### ФРАГМЕНТ ДОКУМЕНТА

________________

Экономия электроэнергии притом. Нам дан лимит: 5 гект[оватт]/час в сутки! Жестоко? Очень. В Финскую войну у нас было 13 и мы рыдали[536]
.Несмотря на все пережитые опыты и житейские поучения 24 лет, новую голодовку наша семья встречает в легкомысленнейшей разоруженности: запасов никаких и ни в какой области. Бывают оригинальные дни, когда мы искренно и честно голодаем, сидя на фантастическом soupe à la Reine[537]
без хлеба. Хлеба вообще мало, возьмешь в лавке вперед, скушаешь – а потом дня 3–4 занимаешься экспериментальным исследованием: может ли жить человек без хлеба, без сахара, без масла, без мяса, без овощей, и как он себя при этом чувствует? Оказывается, жить-то может – но чувствует себя неважно: я, например, в такие дни чувствую себя оскорбленной природой человеческой, потому что ощущаю голод. А это похоже на пощечину, которую мое немощное и бренное тело наносит моему высокому, сильному и бессмертному (несмотря ни на что!) духу. А духом я сильна, очень сильна – и убеждаюсь в этом все более и более.Брат переносит недоедание тяжело: злится, раздражается, стервенеет. У него, кроме всего прочего, обнаружилась хроническая желудочная болезнь. Своевременность ее полна патетического юмора.
Врач говорит: «Диета. Протертый рис. Белое мясо. Белый хлеб – и не свежий, а сухариками».
Я хохочу. Врач тоже смеется. Больной, увы, не смеется. Le peuple rit![538]
Тем лучше: значит, еще живем!В этом году – впервые – годовщина Октября пройдет без демонстрации и без парада[539]
. Город все-таки осажден. Радуюсь за людей, что кто-то додумался до отмены демонстрации. Ведь у нас столько непростительного головотяпства и перегибных головокружений!К Октябрю выдали по плитке шоколада на персону – я в сумасшедших очередях добилась этих шоколадов в первый день выдачи, позавчера. Съели все сразу и были духовно и животно счастливы весь вечер. А сегодня народ мечется по магазинам и ищет: где дают шоколад? Одна очередная дама ездила нынче к Нарвским воротам и там получила. В этой местности, кроме того, падают и снаряды.
Немецкая артиллерия бьет по городу с глубоким безразличием цели: дом Перцова[540]
– завод «Вулкан»[541] – троллейбус у Астории – мостовая на Мойке. Никакой радости от этого философского безразличия германских артиллеристов не испытываю. Во имя чего?Бомбы тоже падают, но где – не знаю. За последнее время даже не особенно интересуешься – где и что произошло. В первый же месяц только об этом и говорили – и врали, и преувеличивали, то в одну, то в другую сторону.

________________

### ДАННЫЕ ДЛЯ АНАЛИЗА
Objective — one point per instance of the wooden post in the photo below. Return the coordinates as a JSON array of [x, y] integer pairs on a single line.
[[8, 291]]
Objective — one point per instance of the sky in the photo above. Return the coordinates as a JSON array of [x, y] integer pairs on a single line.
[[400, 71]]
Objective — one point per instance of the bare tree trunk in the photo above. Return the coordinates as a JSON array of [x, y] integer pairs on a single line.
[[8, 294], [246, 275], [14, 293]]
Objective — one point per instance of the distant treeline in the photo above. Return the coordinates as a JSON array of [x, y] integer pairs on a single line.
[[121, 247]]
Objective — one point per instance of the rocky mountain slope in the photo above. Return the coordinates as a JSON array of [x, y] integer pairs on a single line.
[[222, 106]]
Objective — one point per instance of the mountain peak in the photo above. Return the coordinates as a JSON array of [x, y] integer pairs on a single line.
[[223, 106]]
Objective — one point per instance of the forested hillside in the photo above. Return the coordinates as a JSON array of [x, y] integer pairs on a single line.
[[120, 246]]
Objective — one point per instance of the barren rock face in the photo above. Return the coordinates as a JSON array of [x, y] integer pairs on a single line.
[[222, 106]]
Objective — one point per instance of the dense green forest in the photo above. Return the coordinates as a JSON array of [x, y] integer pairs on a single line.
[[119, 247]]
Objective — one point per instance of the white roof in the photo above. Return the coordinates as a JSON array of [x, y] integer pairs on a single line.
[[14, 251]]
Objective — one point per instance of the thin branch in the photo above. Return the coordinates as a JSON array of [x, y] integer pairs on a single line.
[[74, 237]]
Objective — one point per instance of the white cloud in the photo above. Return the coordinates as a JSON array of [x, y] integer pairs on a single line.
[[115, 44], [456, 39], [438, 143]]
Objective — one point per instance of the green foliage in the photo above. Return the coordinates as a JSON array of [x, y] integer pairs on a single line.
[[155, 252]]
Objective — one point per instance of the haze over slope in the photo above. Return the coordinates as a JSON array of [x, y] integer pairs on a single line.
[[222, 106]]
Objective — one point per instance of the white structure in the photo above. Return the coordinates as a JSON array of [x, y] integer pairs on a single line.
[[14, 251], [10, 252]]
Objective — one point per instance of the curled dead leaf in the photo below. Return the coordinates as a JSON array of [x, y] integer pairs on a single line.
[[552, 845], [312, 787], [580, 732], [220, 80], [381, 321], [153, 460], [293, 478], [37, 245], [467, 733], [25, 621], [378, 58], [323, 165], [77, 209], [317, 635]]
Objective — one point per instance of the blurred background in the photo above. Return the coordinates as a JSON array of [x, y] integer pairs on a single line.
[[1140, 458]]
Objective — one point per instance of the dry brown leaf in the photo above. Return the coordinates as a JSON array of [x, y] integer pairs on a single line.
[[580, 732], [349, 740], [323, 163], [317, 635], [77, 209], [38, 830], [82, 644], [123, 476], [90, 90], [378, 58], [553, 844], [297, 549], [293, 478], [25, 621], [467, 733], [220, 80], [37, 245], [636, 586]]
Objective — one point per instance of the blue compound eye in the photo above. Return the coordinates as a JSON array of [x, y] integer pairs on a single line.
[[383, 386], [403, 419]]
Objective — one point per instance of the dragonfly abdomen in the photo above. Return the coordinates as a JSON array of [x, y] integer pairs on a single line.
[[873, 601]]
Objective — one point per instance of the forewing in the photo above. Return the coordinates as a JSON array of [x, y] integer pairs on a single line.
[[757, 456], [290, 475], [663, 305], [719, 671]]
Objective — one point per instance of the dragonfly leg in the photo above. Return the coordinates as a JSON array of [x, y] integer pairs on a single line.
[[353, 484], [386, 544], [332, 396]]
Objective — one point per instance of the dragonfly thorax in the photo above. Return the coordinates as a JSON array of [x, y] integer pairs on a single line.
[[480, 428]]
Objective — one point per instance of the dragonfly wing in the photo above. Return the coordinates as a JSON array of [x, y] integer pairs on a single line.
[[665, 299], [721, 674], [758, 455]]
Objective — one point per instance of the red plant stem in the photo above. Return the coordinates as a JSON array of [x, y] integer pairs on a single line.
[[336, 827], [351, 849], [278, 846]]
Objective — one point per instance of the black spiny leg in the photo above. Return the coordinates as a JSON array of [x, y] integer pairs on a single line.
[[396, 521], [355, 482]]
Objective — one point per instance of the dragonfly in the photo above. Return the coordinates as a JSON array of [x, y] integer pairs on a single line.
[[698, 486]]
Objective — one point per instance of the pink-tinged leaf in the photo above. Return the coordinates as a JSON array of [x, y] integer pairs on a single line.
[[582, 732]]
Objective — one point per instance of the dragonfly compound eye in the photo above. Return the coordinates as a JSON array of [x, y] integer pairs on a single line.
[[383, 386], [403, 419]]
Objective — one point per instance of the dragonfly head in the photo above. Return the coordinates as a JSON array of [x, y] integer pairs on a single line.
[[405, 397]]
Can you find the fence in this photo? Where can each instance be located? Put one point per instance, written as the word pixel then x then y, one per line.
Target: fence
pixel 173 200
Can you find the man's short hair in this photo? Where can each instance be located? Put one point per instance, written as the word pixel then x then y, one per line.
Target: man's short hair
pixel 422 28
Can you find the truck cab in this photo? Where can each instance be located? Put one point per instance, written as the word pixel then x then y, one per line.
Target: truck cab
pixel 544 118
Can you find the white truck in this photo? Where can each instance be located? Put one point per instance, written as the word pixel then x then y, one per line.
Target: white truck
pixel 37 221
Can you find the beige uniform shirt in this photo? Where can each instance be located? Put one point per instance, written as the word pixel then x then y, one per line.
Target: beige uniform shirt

________________

### ВАША ЗАДАЧА
Продолжите дневниковую запись о голоде и обстрелах в осажденном городе, начав сразу после ее последнего предложения.

### ОТВЕТ НА ЗАДАНИЕ
Бывает Анта: голодна и остроумна. Говорю иногда с Гнедич, голодая, наслаждается Плавтом и Теренцием под высоким руководством Эрмита. Его сын, Мичи, живет у Гнедич. Пушкин до сих пор занят немецкими войсками.
Вчера заходил Вася – с фронта. Его часть на днях передвигается к передовым. Принес нам солдатский подарок: несколько черных сухарей, 4 куска сахару, кусочек шпика. Говорит, что кормят их хорошо (400 гр. хлеба + 200 гр. сухарей в день), что на Карельском тихо, что финны не так злы, как немцы, что недавно захваченный в плен немецкий солдат отказался давать показания и вообще говорить с политруком только потому, что тот еврей.
Вася почему-то грустный и кисленький.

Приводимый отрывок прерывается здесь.